Recopie en entier les lignes des données, en commençant par celle qui contient « The blurred vegetation » et en allant jusqu'à la fin, tout en ajoutant 3 à chaque coordonnée des réponses et à celles-ci uniquement.

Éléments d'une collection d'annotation
-*-
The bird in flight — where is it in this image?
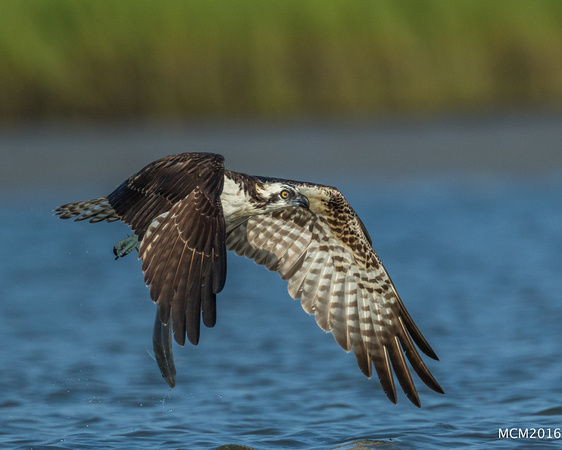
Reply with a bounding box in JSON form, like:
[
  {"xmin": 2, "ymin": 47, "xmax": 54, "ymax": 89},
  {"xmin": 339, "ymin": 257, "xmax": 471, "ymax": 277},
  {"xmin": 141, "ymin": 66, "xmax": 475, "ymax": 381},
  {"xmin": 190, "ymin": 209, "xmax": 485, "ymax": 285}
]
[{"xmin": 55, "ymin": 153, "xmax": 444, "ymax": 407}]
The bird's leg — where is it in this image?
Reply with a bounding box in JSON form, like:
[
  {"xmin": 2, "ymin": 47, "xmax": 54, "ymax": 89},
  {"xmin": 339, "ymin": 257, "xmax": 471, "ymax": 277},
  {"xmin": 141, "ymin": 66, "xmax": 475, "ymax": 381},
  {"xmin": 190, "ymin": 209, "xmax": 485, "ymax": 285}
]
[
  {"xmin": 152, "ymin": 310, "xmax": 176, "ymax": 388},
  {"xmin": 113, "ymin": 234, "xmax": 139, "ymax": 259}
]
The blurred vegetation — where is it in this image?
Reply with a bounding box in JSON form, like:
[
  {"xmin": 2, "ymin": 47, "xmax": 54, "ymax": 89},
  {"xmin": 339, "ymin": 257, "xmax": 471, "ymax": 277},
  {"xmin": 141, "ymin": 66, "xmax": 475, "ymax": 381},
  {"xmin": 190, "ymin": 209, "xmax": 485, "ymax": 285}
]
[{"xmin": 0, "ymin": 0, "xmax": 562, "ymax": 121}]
-*-
CORRIGÉ:
The blurred vegetation — where is it in this image?
Reply with a bounding box in JSON form, like:
[
  {"xmin": 2, "ymin": 47, "xmax": 54, "ymax": 89},
  {"xmin": 339, "ymin": 257, "xmax": 471, "ymax": 277},
  {"xmin": 141, "ymin": 66, "xmax": 475, "ymax": 381},
  {"xmin": 190, "ymin": 209, "xmax": 485, "ymax": 285}
]
[{"xmin": 3, "ymin": 3, "xmax": 565, "ymax": 124}]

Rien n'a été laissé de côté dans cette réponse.